Data shown START

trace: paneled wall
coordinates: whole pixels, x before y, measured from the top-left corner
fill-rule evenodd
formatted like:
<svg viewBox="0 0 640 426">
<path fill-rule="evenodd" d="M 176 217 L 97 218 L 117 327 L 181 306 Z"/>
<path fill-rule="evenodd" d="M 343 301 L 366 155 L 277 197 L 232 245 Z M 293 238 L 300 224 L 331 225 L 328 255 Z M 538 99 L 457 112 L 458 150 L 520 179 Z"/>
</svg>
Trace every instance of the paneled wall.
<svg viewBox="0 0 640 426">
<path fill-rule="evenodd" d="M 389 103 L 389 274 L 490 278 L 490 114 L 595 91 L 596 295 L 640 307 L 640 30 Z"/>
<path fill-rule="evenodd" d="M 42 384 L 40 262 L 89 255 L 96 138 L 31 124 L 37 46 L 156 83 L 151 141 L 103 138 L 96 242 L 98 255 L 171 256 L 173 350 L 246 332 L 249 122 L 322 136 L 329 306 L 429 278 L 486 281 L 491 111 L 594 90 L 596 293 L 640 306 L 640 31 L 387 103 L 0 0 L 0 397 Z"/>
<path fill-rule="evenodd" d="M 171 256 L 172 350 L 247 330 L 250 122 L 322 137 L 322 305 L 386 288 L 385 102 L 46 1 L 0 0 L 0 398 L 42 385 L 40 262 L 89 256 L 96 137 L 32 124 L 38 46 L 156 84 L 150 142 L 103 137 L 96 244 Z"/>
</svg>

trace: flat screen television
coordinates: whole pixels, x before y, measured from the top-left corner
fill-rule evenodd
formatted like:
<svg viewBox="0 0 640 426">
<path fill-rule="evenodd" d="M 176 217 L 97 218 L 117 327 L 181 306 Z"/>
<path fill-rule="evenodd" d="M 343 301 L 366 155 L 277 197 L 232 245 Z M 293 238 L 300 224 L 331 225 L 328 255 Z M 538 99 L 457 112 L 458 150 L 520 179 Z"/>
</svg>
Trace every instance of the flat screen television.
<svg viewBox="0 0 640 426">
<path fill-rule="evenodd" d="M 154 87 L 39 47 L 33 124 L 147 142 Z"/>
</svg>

Data shown END

Set down every line of the listing above again, exactly as given.

▸ **Task response**:
trace: paneled wall
coordinates: whole pixels, x before y, measured from the top-left corner
fill-rule evenodd
formatted like:
<svg viewBox="0 0 640 426">
<path fill-rule="evenodd" d="M 176 217 L 97 218 L 117 327 L 181 306 Z"/>
<path fill-rule="evenodd" d="M 343 301 L 366 155 L 277 197 L 232 245 Z M 293 238 L 300 224 L 331 225 L 328 255 Z M 538 99 L 457 112 L 458 150 L 520 179 Z"/>
</svg>
Trace every instance of the paneled wall.
<svg viewBox="0 0 640 426">
<path fill-rule="evenodd" d="M 389 103 L 389 274 L 490 278 L 490 114 L 595 91 L 596 295 L 640 307 L 640 30 Z"/>
<path fill-rule="evenodd" d="M 42 384 L 40 262 L 89 255 L 96 138 L 31 124 L 37 46 L 156 83 L 151 141 L 103 138 L 96 242 L 98 255 L 171 256 L 173 350 L 246 332 L 249 122 L 322 136 L 329 306 L 429 278 L 486 281 L 491 111 L 594 90 L 596 293 L 640 306 L 640 31 L 387 103 L 0 0 L 0 397 Z"/>
<path fill-rule="evenodd" d="M 171 256 L 172 350 L 247 330 L 250 122 L 322 137 L 322 305 L 386 288 L 385 102 L 46 1 L 0 0 L 0 398 L 42 385 L 40 262 L 89 256 L 96 137 L 32 124 L 38 46 L 156 84 L 150 142 L 103 137 L 96 244 Z"/>
</svg>

trace: flat screen television
coordinates: whole pixels, x before y, measured from the top-left corner
fill-rule evenodd
formatted like:
<svg viewBox="0 0 640 426">
<path fill-rule="evenodd" d="M 176 217 L 97 218 L 117 327 L 181 306 Z"/>
<path fill-rule="evenodd" d="M 343 301 L 366 155 L 277 197 L 232 245 Z M 293 238 L 300 224 L 331 225 L 328 255 Z M 538 99 L 457 112 L 458 150 L 520 179 Z"/>
</svg>
Trace every instance of the flat screen television.
<svg viewBox="0 0 640 426">
<path fill-rule="evenodd" d="M 154 87 L 39 47 L 33 124 L 147 142 Z"/>
</svg>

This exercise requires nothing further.